Selected excerpt Block Start
Your latest single, “wildest dreams” anticipates idyllwild, an EP inspired by your 3-week experience in Idyllwild, California. I’d love to hear about that journey and how it influenced this music.

In the middle of the pandemic, last summer, I found myself in quite a funk. I was at a place where I felt insecure in my abilities to work without the help of others and was questioning if I could even still write by myself. I guess I had lost my artistic voice and vision a little bit. That was super scary to me and I knew I wanted to find that part of me again, so last year I booked myself a solo writing retreat in the mountains in Idyllwild, California - a little mountainous town in the woods, and spent three weeks writing by myself. What came out of that was the most truthful art I’ve ever made. I think I needed to prove to myself that I am capable of creating on my own. Now that it’s all done, I couldn’t be more proud and grateful, and I can’t wait to share it with you all! I can’t even describe to you how transformative that time was for me. Spending time with my own thoughts away from the daunting music industry has had a way of sometimes inhibiting me from really being myself as an artist and creating my best work. And that’s what my EP is all about - it’s about self-exploration, about growing into your true self and allowing yourself to really experience the magic along the way.
Selected excerpt Block End
How would the interview about the Idyllwild writing retreat go on after its last sentence? Write that continuation.
Listed entries Block Start
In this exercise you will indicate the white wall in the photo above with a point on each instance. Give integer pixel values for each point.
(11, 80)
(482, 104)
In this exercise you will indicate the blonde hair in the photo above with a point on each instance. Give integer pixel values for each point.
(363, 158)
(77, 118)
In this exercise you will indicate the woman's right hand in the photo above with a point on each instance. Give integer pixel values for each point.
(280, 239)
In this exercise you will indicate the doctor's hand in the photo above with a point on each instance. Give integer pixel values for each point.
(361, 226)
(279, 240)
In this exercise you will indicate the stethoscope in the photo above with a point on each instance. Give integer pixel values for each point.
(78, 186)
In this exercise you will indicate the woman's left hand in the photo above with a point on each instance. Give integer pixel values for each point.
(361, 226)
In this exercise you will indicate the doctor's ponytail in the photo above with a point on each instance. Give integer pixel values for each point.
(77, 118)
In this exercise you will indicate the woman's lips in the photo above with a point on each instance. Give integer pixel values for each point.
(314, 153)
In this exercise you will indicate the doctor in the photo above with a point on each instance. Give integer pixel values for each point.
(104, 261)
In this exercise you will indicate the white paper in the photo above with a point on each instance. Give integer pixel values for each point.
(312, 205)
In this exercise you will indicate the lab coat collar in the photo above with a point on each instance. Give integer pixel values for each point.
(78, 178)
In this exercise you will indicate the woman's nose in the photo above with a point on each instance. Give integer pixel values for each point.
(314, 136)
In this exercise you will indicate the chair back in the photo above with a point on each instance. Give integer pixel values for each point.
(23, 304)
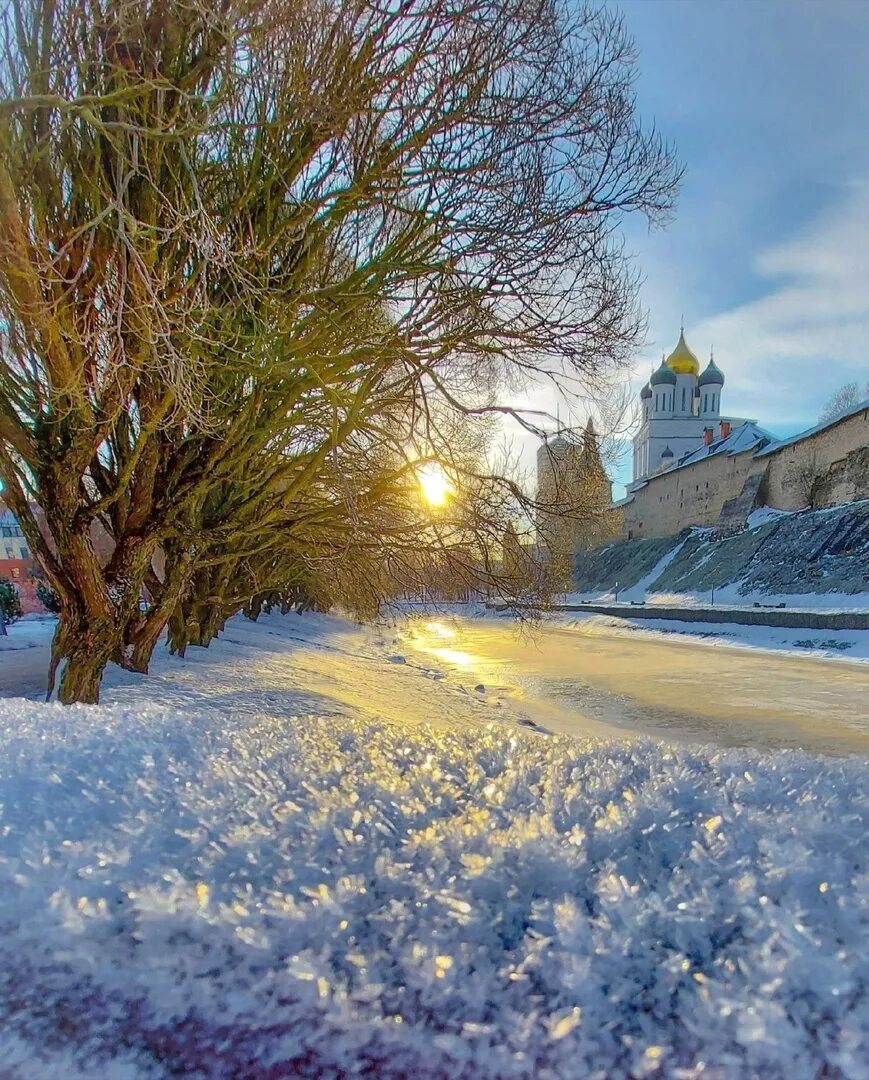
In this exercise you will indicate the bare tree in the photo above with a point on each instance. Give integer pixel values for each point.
(845, 399)
(234, 234)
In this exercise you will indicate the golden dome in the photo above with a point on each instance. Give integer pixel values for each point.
(682, 360)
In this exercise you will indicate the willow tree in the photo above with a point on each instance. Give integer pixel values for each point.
(201, 204)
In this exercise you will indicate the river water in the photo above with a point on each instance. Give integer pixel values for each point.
(591, 680)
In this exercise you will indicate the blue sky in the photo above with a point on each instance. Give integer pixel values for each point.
(768, 256)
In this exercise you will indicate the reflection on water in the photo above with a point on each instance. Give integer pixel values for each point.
(629, 715)
(588, 684)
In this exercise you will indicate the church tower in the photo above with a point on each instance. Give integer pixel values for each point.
(676, 405)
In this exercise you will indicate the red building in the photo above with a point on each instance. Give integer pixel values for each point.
(16, 563)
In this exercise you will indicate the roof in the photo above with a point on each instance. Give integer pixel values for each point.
(781, 443)
(747, 436)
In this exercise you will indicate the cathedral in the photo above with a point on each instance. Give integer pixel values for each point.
(680, 409)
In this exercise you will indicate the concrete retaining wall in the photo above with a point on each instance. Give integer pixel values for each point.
(748, 617)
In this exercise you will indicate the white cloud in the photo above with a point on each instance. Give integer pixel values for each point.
(785, 352)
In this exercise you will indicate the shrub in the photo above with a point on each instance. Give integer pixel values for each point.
(48, 597)
(10, 602)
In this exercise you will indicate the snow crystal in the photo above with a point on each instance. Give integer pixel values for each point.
(234, 894)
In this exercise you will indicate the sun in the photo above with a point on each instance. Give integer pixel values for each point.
(434, 484)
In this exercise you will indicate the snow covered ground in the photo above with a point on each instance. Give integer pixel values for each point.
(829, 644)
(29, 632)
(304, 853)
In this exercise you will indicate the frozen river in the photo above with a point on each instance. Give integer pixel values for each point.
(591, 680)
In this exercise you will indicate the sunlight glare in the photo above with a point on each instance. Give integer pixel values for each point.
(434, 484)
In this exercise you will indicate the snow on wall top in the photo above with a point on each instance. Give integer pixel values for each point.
(778, 444)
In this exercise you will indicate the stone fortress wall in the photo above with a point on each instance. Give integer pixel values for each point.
(820, 468)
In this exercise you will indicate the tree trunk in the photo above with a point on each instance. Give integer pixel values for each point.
(86, 645)
(82, 676)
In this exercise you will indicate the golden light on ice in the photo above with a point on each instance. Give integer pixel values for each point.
(434, 484)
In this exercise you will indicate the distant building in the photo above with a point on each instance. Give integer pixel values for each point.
(693, 467)
(680, 409)
(573, 493)
(16, 561)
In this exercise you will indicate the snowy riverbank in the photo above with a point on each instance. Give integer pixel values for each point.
(302, 853)
(852, 645)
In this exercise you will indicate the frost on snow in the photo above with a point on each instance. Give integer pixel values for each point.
(227, 894)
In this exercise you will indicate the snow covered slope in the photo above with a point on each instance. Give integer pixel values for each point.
(294, 858)
(813, 558)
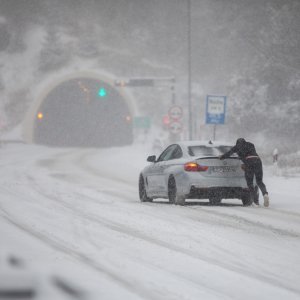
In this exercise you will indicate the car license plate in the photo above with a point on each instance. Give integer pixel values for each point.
(224, 169)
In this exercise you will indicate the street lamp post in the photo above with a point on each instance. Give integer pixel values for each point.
(190, 118)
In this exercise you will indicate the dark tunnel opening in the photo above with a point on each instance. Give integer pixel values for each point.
(83, 112)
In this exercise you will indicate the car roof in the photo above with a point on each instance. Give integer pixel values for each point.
(203, 143)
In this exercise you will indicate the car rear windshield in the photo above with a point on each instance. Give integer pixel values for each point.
(208, 151)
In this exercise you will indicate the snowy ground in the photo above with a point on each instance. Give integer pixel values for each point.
(73, 215)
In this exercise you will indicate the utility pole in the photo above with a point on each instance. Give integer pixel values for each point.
(190, 117)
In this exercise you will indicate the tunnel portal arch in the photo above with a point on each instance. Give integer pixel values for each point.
(81, 110)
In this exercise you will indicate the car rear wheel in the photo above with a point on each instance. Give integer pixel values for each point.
(173, 194)
(247, 199)
(142, 191)
(215, 200)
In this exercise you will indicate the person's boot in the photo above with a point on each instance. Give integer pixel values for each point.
(266, 200)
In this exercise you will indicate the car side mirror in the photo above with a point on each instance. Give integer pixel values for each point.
(151, 158)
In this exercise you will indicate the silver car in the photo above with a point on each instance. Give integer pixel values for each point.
(193, 170)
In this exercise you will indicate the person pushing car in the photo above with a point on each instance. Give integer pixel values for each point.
(253, 166)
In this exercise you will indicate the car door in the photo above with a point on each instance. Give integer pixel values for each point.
(154, 178)
(168, 165)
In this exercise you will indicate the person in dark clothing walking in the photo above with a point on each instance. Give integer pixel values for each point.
(253, 166)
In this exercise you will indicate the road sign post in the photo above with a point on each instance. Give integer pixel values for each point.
(215, 111)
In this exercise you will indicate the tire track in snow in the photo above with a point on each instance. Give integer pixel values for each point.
(79, 256)
(125, 229)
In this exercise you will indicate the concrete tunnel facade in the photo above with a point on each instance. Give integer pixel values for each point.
(83, 109)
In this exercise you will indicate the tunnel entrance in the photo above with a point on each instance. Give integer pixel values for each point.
(83, 112)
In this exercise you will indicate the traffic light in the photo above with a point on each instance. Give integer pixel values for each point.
(102, 93)
(166, 121)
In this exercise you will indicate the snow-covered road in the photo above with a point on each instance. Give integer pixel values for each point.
(76, 213)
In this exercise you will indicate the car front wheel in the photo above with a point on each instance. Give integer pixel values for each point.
(142, 191)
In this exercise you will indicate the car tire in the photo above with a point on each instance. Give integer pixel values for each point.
(172, 193)
(215, 200)
(247, 199)
(142, 191)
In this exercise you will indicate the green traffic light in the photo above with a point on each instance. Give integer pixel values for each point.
(102, 92)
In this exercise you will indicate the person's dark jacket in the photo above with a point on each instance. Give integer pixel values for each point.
(243, 149)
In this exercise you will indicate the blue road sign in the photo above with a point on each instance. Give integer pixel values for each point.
(215, 109)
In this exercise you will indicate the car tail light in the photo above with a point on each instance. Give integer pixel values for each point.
(194, 167)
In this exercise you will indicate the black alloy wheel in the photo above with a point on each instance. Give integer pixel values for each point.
(172, 190)
(142, 191)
Listed entries Block End
Answer to the problem |
Each song on idyllwild will come with its own visuals. How did this idea come about and what role do visuals play in your artistry?


Since I was a teenager fantasizing of being a famous artist, it has always been my wildest dream (no pun intended) to put out an album or project that, like my favorite works of art by other musicians, has a theme and common thread through the whole thing, something like a concept album. Totally subconsciously, when I was creating the songs that now makeup idyllwild, I kind of did that on a musical level. From “wildest dreams” to my next single “got to get you” (out 6/4!), to “mccartney” to “alive”, all of these songs are very introspective and tell an honest story from start to finish. When the time came to make visuals for the EP, I wanted to find a tone for the music videos and cover artwork that was equally as honest and magical as the songs were to me, and as my time in Idyllwild was. It’s my third time here in Idyllwild, and every time I’m overcome with so much joy and filled with peace. THAT’s what I wanted the videos and the cover art to feel like. I ended up with a DIY video-diary type visual, that actually incorporates footage that I took last year when I was in Idyllwild for the first time. I hope it’ll connect with people and translate that feeling of freedom and peace that I’ve felt every time I’ve been in Idyllwild!


What would you say you’re trying to achieve with this upcoming EP?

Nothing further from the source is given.